Consigne 1:
Répondez aux questions suivantes sur le texte consacré à la mort d'Alain Magloire.
(a) À quelle date l'enquête publique s'est-elle amorcée ?
(b) D'où provenait l'appel reçu par les policiers du SPVM ?
(c) Qu'est-ce qui a empêché l'utilisation efficace du poivre de cayenne ?
Consigne 2:
Recopiez le passage du texte sur la mort d'Alain Magloire qui commence par «L’enquête publique sur» et se poursuit jusqu'à «Gouin à Montréal.», en substituant «itinérant» à «sans abri».

Extrait du texte:
==========
Santé mentale et maintien de l’ordre: mort d’Alain Magloire

L’enquête publique sur la mort d’Alain Magloire, un sans abri atteint de maladie mentale abattu par les policiers du SPVM alors qu’il était en crise, s’est amorcée le 12 janvier dernier au centre judiciaire Gouin à Montréal.

Les tragiques événements sont survenus dans la matinée du 3 février 2014. Les policiers du SPVM ont reçu un appel provenant d’une auberge sur la rue Berri. L’information qu’avaient les policiers à ce moment est qu’il y a un homme en crise qui menace le personnel de l’établissement et qui casse des vitres avec un marteau. Arrivés sur les lieux, les policiers ont vite localisé l’homme en crise et ont tenté de désamorcer la situation en communiquant avec M. Magloire et en lui demandant de jeter son marteau. Celui-ci n’a pas obtempéré et a continué de marcher sur la rue Berri. M. Magloire avait encore son marteau en main et les policiers le suivait à pied, avec leurs armes de service dégainé. Lors de la poursuite, les policiers on fait la demande du pistolet à impulsion électrique à plusieurs reprises, mais celui-ci n’arrivera pas à temps pour sauver la vie de M. Magloire. Les policiers ont également tenté d’utiliser le poivre de cayenne, mais les conditions métrologiques n’étaient pas favorables et la présence de vent en a empêché l’utilisation efficace.
==========
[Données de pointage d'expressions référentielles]
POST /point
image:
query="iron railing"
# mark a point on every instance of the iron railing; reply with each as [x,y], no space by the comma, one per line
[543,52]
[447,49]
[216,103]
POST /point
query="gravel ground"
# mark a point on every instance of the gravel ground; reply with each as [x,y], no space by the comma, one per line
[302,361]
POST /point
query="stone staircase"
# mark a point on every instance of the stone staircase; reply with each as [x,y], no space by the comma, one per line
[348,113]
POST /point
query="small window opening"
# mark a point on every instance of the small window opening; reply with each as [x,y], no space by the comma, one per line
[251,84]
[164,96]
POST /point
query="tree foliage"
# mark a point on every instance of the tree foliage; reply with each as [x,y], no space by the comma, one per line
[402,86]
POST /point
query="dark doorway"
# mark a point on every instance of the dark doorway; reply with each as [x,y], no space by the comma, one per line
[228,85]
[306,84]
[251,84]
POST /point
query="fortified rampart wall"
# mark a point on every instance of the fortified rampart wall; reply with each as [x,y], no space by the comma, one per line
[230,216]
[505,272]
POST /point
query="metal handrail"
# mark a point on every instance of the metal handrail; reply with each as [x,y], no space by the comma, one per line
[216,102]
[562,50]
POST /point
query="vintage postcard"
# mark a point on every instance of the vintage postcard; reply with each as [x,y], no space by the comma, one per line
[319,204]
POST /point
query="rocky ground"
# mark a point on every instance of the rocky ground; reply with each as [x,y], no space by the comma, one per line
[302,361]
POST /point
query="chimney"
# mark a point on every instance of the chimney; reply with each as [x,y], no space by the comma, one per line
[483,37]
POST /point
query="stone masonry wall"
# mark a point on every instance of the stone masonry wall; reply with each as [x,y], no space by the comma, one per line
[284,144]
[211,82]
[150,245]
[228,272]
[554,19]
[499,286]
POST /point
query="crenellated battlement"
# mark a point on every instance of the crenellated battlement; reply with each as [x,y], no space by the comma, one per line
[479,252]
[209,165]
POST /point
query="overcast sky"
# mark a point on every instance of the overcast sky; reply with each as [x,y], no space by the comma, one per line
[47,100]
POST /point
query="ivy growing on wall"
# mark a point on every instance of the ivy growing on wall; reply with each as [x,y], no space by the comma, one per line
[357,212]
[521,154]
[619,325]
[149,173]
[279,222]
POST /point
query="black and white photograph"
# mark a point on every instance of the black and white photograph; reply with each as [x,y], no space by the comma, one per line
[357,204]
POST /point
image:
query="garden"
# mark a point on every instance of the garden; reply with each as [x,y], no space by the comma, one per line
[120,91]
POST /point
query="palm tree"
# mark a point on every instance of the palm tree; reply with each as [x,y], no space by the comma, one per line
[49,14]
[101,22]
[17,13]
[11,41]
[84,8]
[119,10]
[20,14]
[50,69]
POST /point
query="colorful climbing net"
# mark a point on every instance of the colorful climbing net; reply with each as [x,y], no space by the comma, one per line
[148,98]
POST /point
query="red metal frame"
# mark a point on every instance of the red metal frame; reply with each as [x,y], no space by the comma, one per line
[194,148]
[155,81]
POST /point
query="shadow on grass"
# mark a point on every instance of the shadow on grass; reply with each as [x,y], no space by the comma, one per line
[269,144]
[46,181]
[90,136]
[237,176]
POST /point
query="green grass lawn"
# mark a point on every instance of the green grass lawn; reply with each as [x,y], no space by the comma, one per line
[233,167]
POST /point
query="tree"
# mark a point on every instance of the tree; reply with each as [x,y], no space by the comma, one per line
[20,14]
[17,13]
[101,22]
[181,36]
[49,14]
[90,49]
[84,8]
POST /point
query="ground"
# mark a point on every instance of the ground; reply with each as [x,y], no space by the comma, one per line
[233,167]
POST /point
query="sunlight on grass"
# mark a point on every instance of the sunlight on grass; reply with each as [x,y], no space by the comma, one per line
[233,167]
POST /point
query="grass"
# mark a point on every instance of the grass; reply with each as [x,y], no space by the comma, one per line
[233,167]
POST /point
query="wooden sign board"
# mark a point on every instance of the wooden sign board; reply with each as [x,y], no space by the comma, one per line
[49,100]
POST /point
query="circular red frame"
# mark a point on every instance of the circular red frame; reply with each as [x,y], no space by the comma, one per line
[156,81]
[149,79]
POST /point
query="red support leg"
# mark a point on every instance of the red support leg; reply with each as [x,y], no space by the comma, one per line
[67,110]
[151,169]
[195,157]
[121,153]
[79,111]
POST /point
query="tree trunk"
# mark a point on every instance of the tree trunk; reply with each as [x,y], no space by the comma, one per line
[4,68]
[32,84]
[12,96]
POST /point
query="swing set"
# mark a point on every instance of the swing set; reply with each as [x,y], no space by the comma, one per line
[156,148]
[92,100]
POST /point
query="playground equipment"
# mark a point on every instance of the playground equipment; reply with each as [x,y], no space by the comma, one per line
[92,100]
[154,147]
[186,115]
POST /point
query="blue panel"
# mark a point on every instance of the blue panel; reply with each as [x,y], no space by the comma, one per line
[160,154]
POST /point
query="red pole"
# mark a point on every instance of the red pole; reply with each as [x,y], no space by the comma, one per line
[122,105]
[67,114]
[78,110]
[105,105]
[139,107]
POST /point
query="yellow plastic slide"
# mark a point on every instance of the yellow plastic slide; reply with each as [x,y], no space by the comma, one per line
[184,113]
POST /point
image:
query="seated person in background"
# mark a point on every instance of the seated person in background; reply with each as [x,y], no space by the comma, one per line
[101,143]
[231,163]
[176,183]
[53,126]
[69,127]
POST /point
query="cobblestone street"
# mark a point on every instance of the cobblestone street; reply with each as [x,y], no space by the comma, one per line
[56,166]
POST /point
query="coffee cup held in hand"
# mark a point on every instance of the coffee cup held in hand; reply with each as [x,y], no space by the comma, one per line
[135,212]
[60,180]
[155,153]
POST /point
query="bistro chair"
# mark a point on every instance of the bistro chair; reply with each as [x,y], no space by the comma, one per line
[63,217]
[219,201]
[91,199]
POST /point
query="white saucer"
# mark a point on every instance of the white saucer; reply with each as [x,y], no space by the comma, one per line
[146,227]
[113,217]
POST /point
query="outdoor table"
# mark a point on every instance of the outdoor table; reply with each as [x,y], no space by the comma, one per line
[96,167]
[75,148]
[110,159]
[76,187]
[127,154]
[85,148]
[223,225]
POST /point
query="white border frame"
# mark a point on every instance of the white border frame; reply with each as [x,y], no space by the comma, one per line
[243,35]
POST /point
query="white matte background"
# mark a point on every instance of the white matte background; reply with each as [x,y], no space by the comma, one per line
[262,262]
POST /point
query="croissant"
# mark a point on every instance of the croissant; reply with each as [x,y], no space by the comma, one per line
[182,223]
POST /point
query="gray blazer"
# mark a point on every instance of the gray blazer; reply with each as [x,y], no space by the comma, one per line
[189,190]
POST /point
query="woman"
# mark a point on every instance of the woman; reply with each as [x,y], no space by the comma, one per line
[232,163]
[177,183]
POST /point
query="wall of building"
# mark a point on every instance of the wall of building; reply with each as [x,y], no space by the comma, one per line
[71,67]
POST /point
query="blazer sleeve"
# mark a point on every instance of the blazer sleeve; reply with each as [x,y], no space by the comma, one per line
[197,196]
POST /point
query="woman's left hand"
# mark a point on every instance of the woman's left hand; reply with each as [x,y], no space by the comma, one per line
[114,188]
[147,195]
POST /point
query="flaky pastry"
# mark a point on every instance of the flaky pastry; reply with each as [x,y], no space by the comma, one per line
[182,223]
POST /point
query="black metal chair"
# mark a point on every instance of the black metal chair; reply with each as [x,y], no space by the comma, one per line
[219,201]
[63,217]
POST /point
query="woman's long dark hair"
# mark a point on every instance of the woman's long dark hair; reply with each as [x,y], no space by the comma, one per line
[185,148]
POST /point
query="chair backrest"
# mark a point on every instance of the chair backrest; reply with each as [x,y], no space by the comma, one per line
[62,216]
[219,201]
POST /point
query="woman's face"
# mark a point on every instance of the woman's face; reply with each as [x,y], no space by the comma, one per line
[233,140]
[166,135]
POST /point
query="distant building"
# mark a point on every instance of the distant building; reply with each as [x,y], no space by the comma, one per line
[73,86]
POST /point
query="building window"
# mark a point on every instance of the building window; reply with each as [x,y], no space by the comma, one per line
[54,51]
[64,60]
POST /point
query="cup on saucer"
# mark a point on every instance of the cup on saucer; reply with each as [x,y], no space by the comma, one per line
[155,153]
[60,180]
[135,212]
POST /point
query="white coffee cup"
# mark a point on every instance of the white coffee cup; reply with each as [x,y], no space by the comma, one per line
==========
Réponse attendue 1:
(a) Le 12 janvier dernier.
(b) D'une auberge sur la rue Berri.
(c) La présence de vent.

Réponse attendue 2:
L’enquête publique sur la mort d’Alain Magloire, un itinérant atteint de maladie mentale abattu par les policiers du SPVM alors qu’il était en crise, s’est amorcée le 12 janvier dernier au centre judiciaire Gouin à Montréal.